Items from a dataset:
________________
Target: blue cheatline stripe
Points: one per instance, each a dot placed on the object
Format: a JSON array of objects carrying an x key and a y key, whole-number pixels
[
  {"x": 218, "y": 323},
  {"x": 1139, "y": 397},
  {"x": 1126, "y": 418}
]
________________
Instructions for the task: Edit every one of the records by putting "integer" in place of "whole-number", keeping all other text the same.

Task solution:
Target: blue cheatline stripe
Points: one per instance, each a dot placed on the object
Format: a JSON array of objects carrying an x key and a y key, integer pixels
[
  {"x": 218, "y": 323},
  {"x": 1139, "y": 397},
  {"x": 1126, "y": 418}
]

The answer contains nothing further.